▸ Material shown
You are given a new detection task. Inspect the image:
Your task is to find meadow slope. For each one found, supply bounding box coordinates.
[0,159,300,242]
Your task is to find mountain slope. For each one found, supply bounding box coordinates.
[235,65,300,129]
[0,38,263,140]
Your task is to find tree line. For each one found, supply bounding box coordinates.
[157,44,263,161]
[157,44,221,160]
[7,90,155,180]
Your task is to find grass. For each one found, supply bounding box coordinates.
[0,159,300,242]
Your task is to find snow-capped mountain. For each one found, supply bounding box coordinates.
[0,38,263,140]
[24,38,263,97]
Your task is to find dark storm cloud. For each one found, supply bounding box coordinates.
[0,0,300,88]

--

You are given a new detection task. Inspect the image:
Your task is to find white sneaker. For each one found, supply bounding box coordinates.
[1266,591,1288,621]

▸ Task goal
Pull out each line of the entries above that contains the string "find", treating uppercase and lowercase letters as distinct.

▸ Exercise response
Your task is to find meadow slope. For each one found, supply bounding box coordinates.
Your task is to find mountain slope. For each one found, supply bounding box coordinates.
Your task is to find tree line. For each one found, supply bounding box coordinates.
Your task is to find grass. For each one found, supply bounding box coordinates.
Your task is to find snow-capped mountain. For each one found, supply bounding box coordinates.
Your task is to find dark storm cloud. For each one found, supply bounding box coordinates.
Your task is to find white sneaker. For each one found, supply bounding box coordinates.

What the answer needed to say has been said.